- What you need to do: Please copy every line with the string "each" from the entries below.
[Start of section]
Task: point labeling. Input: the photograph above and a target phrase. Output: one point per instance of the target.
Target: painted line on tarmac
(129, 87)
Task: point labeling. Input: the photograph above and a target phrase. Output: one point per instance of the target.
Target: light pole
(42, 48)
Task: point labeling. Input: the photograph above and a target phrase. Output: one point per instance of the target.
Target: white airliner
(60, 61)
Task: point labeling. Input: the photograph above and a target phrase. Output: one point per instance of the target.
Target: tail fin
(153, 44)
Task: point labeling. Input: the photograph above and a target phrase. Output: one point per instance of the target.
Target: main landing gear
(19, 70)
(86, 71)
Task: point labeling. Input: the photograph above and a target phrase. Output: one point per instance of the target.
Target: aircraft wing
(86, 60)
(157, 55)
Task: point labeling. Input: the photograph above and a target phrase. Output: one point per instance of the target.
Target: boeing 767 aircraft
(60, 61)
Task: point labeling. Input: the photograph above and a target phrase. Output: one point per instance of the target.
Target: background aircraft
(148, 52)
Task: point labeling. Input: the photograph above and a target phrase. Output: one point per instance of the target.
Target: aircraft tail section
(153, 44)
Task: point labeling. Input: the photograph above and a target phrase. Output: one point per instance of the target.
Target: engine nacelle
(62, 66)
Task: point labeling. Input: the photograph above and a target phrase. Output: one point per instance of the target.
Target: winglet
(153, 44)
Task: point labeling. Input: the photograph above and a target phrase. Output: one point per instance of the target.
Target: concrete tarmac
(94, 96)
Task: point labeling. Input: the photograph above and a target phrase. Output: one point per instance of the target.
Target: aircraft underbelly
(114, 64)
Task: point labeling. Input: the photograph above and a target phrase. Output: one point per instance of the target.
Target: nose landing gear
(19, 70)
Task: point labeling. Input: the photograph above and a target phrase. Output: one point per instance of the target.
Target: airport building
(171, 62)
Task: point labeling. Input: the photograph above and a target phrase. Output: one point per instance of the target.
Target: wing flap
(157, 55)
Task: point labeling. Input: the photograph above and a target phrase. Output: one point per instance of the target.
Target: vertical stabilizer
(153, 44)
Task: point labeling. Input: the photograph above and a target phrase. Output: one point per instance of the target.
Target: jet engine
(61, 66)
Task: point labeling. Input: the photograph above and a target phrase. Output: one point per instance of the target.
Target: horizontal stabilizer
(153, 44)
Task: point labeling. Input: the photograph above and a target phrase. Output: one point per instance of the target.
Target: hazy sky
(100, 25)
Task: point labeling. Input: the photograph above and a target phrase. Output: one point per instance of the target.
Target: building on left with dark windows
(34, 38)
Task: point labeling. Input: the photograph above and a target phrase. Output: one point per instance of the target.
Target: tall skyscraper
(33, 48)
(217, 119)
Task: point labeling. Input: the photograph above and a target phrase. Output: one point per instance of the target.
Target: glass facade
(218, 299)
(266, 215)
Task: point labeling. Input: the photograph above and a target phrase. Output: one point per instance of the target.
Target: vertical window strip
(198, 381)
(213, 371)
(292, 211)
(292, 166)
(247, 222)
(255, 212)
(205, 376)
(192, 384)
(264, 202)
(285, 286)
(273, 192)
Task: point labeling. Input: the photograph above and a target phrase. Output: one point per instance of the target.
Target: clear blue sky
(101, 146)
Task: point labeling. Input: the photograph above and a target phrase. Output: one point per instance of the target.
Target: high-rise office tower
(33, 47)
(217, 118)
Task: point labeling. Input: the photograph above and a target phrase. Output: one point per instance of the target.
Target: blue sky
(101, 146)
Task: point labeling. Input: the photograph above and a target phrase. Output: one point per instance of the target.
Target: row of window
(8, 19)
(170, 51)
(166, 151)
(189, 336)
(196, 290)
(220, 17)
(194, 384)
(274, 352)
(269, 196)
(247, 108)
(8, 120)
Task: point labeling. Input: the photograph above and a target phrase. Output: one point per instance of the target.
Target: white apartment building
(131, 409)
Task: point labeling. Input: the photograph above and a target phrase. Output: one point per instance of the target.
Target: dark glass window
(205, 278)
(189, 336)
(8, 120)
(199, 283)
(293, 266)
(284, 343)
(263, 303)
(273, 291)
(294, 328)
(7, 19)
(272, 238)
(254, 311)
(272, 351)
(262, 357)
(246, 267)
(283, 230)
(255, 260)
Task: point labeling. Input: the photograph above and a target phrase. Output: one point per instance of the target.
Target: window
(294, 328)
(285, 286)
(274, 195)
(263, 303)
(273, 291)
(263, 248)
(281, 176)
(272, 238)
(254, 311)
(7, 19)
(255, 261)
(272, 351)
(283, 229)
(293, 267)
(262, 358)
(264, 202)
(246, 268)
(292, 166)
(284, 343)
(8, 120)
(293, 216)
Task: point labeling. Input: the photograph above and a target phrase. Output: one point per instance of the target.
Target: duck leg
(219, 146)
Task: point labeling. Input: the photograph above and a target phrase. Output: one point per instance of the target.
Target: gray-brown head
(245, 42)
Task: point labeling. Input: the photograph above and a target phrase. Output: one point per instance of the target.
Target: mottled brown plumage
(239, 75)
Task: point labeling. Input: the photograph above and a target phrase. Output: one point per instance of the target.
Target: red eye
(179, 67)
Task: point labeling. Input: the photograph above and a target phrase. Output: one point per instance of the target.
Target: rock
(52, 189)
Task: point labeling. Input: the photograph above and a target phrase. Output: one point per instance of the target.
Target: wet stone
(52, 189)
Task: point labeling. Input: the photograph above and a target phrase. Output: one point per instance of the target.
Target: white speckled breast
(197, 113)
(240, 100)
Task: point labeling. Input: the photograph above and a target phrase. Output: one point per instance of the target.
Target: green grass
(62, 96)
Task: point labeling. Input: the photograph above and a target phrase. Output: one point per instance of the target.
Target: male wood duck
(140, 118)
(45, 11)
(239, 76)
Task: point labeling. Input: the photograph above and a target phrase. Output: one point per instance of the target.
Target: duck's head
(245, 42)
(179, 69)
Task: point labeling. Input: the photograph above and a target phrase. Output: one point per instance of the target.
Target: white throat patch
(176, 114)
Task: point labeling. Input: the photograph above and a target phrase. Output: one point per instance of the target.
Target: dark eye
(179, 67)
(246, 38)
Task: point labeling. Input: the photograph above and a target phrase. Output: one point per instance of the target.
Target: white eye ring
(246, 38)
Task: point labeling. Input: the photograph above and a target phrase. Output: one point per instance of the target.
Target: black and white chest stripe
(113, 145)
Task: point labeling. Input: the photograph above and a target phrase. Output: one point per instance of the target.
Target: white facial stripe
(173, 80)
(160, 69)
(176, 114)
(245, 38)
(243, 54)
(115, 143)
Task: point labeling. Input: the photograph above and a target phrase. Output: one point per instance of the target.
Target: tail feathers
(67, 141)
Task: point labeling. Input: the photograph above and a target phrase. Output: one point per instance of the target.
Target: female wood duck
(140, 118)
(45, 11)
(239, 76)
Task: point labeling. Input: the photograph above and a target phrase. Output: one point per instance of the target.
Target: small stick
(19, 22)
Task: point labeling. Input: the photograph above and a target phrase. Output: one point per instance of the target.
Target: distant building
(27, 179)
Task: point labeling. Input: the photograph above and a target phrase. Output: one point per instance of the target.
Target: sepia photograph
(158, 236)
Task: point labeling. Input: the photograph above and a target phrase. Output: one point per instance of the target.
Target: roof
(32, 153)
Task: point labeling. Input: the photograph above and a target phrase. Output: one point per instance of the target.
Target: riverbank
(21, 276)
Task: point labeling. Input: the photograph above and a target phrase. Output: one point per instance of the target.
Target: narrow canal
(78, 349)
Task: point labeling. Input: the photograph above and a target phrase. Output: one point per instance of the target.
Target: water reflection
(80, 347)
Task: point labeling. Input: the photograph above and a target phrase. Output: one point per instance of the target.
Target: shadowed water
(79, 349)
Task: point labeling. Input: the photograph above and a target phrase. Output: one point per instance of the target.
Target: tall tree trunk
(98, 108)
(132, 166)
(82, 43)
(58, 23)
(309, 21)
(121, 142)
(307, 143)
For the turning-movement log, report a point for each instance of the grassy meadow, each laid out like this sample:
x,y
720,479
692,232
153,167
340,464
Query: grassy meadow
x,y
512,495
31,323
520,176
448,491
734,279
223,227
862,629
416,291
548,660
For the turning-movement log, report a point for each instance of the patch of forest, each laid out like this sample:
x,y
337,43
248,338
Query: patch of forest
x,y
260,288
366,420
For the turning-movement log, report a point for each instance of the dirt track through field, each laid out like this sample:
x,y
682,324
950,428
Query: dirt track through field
[End of section]
- Problem solution:
For the turning-movement log, report a point for each instance of the grassy meadow, each laid out like this sample:
For the turning-movement log, report a point for each instance of the patch of forest, each laid out like this sample:
For the turning-movement log, report a point for each instance of the dirt track through field, each laid out like this sample:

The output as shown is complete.